Given passage –
Farm Water we.farm.you.eat

The problem with the water debate, to the extent there is one, is the way it’s spun. Long dominated by eco-warrior do-gooders, the fight for water has been framed as boringly and abstractly as possible. How is the “environment” supposed to register in our primitive brains when 1 out of 5 Americans still think the sun revolves around the earth? In fact, it’s pretty simple what the big struggle for water is all about: the rich fleecing the rest of the country. Fact is, they’ve been treating our water wealth like one giant personal trust fund. And it seems they’ve been hitting up the ATM so often that even NASA’s satellites can see the withdrawals all the way from space:

New space observations reveal that since October 2003, the aquifers for California’s primary agricultural region — the Central Valley — and its major mountain water source — the Sierra Nevadas — have lost nearly enough water combined to fill Lake Mead, America’s largest reservoir.

. . .

Combined, California’s Sacramento and San Joaquin drainage basins have shed more than 30 cubic kilometers of water since late 2003, said professor Jay Famiglietti of the University of California, Irvine. A cubic kilometer is about 264.2 billion gallons, enough to fill 400,000 Olympic-size pools. The bulk of the loss occurred in California’s agricultural Central Valley. The Central Valley receives its irrigation from a combination of groundwater pumped from wells and surface water diverted from elsewhere.

That much water would be enough to keep the taps and toilets flowing for half the people living in America for a year. And, in terms of cash-money, it’s worth many billions of dollars. At the most conservative estimate (using the rate at which California’s water officials buy back water from farmers), it amounts to something like $6 billion. But it could go all the way to a hundred billion if the state’s dry spell persists. And because NASA says that most of the pumping happened on the south-western edge of the Central Valley, all those billions have been going to the richest corporate farmers in California, the kind of farmers who commute to work at the crack of dawn on their personal jets while getting briefed by their financial advisers on a plan to scrap their farming operations and transition into water trading full time. Because selling taxpayer-subsidized water back to the masses at a markup has been the easiest money they ever made.

(Stored entries)
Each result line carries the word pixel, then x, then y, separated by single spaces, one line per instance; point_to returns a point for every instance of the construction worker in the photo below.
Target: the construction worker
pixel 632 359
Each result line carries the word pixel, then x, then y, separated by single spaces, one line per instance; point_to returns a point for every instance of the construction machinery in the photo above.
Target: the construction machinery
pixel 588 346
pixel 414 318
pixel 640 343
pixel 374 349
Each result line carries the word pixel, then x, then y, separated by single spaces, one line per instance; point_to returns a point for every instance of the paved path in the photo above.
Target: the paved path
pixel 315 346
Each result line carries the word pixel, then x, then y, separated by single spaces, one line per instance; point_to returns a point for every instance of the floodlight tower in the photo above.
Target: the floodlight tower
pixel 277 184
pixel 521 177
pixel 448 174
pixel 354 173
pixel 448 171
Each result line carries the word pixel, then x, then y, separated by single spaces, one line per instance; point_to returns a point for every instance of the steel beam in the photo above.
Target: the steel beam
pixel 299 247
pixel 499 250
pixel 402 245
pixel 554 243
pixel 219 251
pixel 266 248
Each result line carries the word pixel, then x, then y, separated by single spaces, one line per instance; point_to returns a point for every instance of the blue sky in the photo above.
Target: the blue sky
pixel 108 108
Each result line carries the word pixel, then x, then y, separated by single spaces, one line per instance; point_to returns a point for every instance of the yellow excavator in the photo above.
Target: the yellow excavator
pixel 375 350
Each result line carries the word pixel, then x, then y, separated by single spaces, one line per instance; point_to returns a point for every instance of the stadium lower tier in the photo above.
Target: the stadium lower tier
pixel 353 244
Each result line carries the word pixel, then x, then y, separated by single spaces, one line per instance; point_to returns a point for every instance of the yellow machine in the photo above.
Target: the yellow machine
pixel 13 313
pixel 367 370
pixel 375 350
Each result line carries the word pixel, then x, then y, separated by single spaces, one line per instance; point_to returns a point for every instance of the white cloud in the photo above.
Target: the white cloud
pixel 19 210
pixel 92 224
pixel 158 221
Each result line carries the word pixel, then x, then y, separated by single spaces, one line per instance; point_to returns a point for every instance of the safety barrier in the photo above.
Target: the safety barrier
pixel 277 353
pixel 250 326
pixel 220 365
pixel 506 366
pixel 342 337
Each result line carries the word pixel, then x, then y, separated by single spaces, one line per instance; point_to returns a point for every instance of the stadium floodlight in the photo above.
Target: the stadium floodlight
--
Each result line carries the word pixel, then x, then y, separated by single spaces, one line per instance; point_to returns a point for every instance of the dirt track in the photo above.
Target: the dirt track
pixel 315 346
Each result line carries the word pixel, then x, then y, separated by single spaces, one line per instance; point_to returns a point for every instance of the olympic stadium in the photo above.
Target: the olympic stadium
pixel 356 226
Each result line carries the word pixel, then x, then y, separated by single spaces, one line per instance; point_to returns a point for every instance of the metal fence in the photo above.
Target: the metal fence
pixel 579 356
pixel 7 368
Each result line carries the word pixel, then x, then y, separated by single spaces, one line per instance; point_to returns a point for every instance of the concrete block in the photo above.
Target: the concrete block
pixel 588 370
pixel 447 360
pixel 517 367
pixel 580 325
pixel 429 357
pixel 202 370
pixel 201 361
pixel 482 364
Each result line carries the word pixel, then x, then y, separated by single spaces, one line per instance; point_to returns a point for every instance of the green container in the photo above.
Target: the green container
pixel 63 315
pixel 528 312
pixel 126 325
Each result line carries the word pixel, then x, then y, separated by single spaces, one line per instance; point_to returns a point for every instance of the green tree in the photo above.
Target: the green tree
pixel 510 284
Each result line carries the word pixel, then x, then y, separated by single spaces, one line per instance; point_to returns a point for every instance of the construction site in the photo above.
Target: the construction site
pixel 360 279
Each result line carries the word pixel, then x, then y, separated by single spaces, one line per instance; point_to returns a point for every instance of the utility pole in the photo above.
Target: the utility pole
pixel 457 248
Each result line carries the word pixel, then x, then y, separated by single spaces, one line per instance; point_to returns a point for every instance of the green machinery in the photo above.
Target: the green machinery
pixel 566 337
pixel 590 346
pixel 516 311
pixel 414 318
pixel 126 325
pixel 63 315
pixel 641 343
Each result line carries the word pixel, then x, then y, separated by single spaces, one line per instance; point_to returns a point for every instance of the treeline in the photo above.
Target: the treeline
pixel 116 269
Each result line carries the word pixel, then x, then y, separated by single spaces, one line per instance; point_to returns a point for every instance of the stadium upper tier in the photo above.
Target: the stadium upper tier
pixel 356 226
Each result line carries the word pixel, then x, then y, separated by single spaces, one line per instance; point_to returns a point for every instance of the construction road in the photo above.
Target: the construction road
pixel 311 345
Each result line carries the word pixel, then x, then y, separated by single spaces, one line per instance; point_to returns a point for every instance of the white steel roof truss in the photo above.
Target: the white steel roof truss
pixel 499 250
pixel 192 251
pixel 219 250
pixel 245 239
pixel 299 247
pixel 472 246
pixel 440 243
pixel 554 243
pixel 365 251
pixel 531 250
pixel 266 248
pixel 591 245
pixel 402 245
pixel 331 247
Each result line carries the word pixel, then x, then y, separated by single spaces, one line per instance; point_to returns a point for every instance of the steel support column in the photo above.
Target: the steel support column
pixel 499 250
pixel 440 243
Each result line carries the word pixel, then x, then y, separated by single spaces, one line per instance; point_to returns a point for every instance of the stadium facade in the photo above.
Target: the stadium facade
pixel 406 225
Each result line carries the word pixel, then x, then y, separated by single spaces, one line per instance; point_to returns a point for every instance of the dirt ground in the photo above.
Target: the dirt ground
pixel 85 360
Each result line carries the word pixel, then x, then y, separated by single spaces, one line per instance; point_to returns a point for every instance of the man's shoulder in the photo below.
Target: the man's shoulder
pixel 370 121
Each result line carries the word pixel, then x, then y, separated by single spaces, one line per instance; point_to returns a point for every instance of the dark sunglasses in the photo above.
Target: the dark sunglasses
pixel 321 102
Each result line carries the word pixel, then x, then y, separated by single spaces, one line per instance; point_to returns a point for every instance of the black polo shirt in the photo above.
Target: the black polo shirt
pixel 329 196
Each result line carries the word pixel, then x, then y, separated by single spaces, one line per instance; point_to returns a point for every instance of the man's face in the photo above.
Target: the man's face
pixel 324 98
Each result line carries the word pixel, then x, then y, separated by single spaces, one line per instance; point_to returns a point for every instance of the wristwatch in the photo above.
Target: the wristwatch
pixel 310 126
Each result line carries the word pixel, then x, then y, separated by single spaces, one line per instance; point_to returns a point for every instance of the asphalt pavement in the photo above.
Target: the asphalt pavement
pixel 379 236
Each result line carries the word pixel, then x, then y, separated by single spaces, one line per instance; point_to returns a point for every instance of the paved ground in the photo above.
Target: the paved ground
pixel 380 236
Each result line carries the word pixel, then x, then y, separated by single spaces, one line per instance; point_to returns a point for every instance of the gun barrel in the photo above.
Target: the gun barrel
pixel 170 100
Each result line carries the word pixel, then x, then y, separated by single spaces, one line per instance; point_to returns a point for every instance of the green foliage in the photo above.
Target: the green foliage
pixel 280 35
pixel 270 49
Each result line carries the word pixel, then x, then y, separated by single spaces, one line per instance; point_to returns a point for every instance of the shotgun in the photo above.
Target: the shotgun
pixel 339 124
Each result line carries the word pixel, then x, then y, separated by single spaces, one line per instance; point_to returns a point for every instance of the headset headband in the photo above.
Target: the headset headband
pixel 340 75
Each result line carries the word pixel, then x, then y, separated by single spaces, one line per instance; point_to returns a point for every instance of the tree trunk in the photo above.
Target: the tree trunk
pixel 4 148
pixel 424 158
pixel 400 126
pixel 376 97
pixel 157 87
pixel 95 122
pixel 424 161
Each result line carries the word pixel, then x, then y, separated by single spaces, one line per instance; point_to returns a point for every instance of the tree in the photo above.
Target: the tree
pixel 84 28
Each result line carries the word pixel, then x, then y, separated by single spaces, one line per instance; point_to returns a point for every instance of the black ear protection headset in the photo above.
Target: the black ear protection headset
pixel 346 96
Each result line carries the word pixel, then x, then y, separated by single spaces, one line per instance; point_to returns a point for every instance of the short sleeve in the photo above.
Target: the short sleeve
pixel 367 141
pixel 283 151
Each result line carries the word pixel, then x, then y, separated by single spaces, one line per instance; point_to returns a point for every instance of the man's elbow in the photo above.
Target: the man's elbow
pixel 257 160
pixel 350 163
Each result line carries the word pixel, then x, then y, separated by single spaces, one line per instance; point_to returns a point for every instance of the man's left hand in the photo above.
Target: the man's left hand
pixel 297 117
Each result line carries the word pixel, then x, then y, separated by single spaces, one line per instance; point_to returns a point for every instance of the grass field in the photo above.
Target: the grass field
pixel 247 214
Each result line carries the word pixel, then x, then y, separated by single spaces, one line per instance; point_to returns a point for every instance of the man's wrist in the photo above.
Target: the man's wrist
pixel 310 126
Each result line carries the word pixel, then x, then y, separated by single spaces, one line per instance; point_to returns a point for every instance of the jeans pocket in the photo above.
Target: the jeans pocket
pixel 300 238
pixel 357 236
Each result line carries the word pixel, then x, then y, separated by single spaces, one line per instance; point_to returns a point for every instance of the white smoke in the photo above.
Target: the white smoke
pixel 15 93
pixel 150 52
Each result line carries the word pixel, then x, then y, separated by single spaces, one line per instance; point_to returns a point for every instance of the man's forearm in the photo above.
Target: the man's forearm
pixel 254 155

Tasks and exercises –
1) In the water passage, why does the writer say the billions have gone to the richest corporate farmers in California?
2) Please edit the water passage: give everything from "Combined, California’s Sacramento" down to "diverted from elsewhere." again, with "Olympic-size pools" changed to "Olympic-size swimming pools".
3) According to the water passage, how much water have California's Sacramento and San Joaquin drainage basins shed since late 2003?

Final answers –
1) NASA says most of the pumping happened on the south-western edge of the Central Valley. The writer takes that as the reason the billions went to California's richest corporate farmers.

2)
Combined, California’s Sacramento and San Joaquin drainage basins have shed more than 30 cubic kilometers of water since late 2003, said professor Jay Famiglietti of the University of California, Irvine. A cubic kilometer is about 264.2 billion gallons, enough to fill 400,000 Olympic-size swimming pools. The bulk of the loss occurred in California’s agricultural Central Valley. The Central Valley receives its irrigation from a combination of groundwater pumped from wells and surface water diverted from elsewhere.

3) More than 30 cubic kilometers of water.